### WORK INSTRUCTIONS
Repeat the entries exactly. Leave nothing out.

=== DATA SHOWN ===

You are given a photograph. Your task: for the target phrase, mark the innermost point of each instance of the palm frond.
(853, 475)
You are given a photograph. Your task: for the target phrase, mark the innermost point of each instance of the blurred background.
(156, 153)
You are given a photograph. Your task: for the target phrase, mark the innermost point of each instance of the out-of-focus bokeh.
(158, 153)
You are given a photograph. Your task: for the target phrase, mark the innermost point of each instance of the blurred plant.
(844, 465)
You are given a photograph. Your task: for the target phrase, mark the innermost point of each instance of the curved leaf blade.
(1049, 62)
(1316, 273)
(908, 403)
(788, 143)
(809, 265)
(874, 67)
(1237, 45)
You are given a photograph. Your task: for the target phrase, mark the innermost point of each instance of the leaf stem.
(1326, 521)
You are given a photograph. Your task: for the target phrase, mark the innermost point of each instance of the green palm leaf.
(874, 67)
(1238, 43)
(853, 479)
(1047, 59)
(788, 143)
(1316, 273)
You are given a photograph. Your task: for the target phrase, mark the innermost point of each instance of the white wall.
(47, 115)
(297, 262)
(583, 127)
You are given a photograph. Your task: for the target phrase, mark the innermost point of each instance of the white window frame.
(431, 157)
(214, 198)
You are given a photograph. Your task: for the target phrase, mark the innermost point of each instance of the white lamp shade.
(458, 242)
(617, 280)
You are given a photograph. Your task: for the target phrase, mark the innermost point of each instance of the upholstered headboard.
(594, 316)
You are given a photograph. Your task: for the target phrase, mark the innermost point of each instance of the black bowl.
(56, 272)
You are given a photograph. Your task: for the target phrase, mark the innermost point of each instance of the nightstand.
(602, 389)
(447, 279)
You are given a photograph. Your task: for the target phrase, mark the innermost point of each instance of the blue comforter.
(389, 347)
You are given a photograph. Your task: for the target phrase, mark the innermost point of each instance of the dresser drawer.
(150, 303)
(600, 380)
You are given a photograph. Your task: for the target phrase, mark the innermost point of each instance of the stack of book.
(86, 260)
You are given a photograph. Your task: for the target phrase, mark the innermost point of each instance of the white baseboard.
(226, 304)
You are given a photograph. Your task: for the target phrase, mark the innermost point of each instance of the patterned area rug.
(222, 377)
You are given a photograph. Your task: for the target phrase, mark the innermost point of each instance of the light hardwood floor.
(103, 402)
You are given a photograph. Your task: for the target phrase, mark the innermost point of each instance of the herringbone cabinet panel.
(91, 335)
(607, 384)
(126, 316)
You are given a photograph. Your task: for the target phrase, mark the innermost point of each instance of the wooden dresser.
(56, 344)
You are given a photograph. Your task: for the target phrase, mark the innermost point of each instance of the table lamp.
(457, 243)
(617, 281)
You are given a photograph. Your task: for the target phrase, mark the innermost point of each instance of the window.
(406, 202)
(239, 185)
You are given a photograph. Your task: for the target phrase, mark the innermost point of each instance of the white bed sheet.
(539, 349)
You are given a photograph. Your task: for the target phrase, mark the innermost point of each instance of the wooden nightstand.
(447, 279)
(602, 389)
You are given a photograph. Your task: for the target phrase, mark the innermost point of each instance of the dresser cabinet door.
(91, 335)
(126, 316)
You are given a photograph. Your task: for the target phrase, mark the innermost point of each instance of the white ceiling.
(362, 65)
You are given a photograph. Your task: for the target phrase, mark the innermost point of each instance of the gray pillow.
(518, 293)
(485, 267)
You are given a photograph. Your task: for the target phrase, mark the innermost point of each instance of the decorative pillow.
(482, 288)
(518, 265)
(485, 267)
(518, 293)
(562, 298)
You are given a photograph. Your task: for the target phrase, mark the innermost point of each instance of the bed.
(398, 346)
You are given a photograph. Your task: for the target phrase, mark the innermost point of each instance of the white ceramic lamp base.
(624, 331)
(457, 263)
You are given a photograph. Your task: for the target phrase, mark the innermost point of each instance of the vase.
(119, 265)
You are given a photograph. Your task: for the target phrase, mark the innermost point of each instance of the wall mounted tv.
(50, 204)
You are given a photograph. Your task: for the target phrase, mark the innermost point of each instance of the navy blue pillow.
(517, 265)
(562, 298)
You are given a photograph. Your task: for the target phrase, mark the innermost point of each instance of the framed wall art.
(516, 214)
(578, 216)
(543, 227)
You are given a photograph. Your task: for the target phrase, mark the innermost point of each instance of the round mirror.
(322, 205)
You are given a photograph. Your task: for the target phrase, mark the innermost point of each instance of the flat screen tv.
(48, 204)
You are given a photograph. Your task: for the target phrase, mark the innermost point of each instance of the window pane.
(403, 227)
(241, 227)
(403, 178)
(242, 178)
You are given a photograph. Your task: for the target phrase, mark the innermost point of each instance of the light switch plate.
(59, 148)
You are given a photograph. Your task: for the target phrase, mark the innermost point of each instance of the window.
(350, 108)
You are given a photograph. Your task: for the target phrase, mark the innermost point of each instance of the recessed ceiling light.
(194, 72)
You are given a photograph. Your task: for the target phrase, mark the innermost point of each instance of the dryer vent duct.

===

### EXERCISE ANSWER
You are given a photograph. Your task: for the target phrase, mark the innermost point of each instance of the palm frond.
(853, 475)
You are given a photograph. Your task: for the target phrase, mark the innermost point of each instance of the blurred background.
(156, 153)
You are given a photograph. Your task: for the target phrase, mark the innermost point of each instance of the out-of-focus bokeh.
(158, 153)
You are given a photograph. Your task: for the target phrase, mark the innermost point of each instance of the blurred plant.
(844, 465)
You are given a photograph. Your task: for the target phrase, mark the innermost point of each instance of the curved leaf blade.
(1049, 62)
(1316, 273)
(908, 403)
(788, 143)
(809, 265)
(874, 67)
(1237, 45)
You are given a photograph. Your task: for the target phrase, mark the innermost point of each instance of the leaf stem.
(1326, 521)
You are given a photograph. Your task: for the target phrase, mark the innermost point of each instance of the green palm leaf.
(874, 67)
(1238, 43)
(853, 479)
(1047, 59)
(788, 143)
(1316, 273)
You are given a photograph. Your task: for the target phrase, mark the innermost point of each instance of the white wall.
(47, 115)
(297, 262)
(583, 127)
You are given a photograph. Your task: for the target phrase, mark the innermost point of each instance of the white window frame.
(431, 157)
(214, 198)
You are given a photograph. Your task: for the target phrase, mark the innermost point of each instance of the white lamp shade.
(458, 242)
(617, 280)
You are given a photograph. Your task: for the target phrase, mark the innermost point of each instance of the upholstered headboard.
(594, 316)
You are given a photograph. Your task: for the target phrase, mark the innermost point of each instance of the black bowl.
(56, 272)
You are given a photograph. Your task: for the target phrase, mark the innermost point of each instance of the nightstand.
(602, 389)
(447, 279)
You are given a photograph. Your task: for the target phrase, mark the innermost point of each instance of the blue comforter.
(389, 347)
You are given a photograph. Your task: for the target phrase, mark the innermost point of each instance of the dresser drawer.
(150, 303)
(600, 380)
You are given a photograph. Your task: for the target phrase, mark the innermost point of each instance of the stack of book.
(86, 260)
You are given a photograph. Your task: for the target phrase, mark the innermost point of each instance of the white baseboard.
(226, 304)
You are given a photograph. Your task: for the target phrase, mark the innermost point of each instance of the patterned area rug.
(222, 377)
You are given a photograph. Your task: for the target phrase, mark the innermost point of each instance of the light hardwood floor.
(103, 402)
You are given a photograph. Your task: for the target phrase, mark the innermost point of each instance of the herringbone cabinet panel.
(91, 335)
(607, 384)
(126, 316)
You are given a photograph. Your task: for the target phrase, mark the innermost point of each instance of the wooden dresser.
(56, 344)
You are given a photograph. Your task: for the target phrase, mark the innermost point of each instance of the table lamp.
(457, 243)
(617, 281)
You are given a photograph. Your task: for the target phrase, mark the innermost point of each instance of the window.
(406, 202)
(239, 185)
You are given a photograph. Your task: for the target phrase, mark the innermost point of each instance of the white bed sheet.
(539, 349)
You are given a photograph. Your task: for the target phrase, mark the innermost point of each instance of the wooden nightstand.
(447, 279)
(602, 389)
You are given a photograph. Your task: for the target phrase, mark the innermost point of each instance of the dresser cabinet door.
(91, 335)
(126, 316)
You are given a photograph. Your task: for the target phrase, mark the innermost point of each instance of the white ceiling.
(362, 65)
You are given a photograph. Your task: for the target phrase, mark the innermost point of each instance of the gray pillow.
(518, 293)
(485, 267)
You are given a photograph. Your task: for the target phrase, mark the innermost point of each instance of the decorative pillow.
(482, 288)
(518, 265)
(485, 267)
(518, 293)
(562, 298)
You are given a photograph. Your task: for the target phrase, mark the innermost point of each instance of the bed.
(398, 346)
You are given a photograph. Your task: for the target phrase, mark the innermost point of each instance of the white ceramic lamp base.
(624, 331)
(457, 263)
You are given a photograph. Your task: for the target phrase, mark the innermost point of each instance of the vase.
(119, 265)
You are given a photograph. Your task: for the target phrase, mark the innermost point of each instance of the wall mounted tv.
(50, 204)
You are given a photograph. Your task: for the target phrase, mark the innermost point of each instance of the navy blue pillow.
(517, 265)
(562, 298)
You are given a photograph. Your task: for the target phrase, mark the innermost point of each instance of the framed wall art.
(516, 214)
(578, 216)
(543, 227)
You are given a photograph. Your task: for the target phrase, mark the innermost point of each instance of the round mirror.
(322, 205)
You are given a photograph. Your task: for the target phrase, mark the innermost point of each instance of the flat screen tv.
(48, 204)
You are given a photograph. Your task: for the target phrase, mark the innermost point of each instance of the window pane.
(403, 227)
(241, 227)
(403, 178)
(242, 178)
You are given a photograph. Your task: for the target phrase, mark the innermost point of each instance of the light switch plate.
(59, 148)
You are given a photograph. Your task: for the target phrase, mark the innermost point of each instance of the window.
(350, 108)
You are given a photograph. Your task: for the target phrase, mark the innermost point of each instance of the recessed ceiling light.
(194, 72)
You are given a photograph. Your task: for the target phrase, mark the innermost point of each instance of the dryer vent duct.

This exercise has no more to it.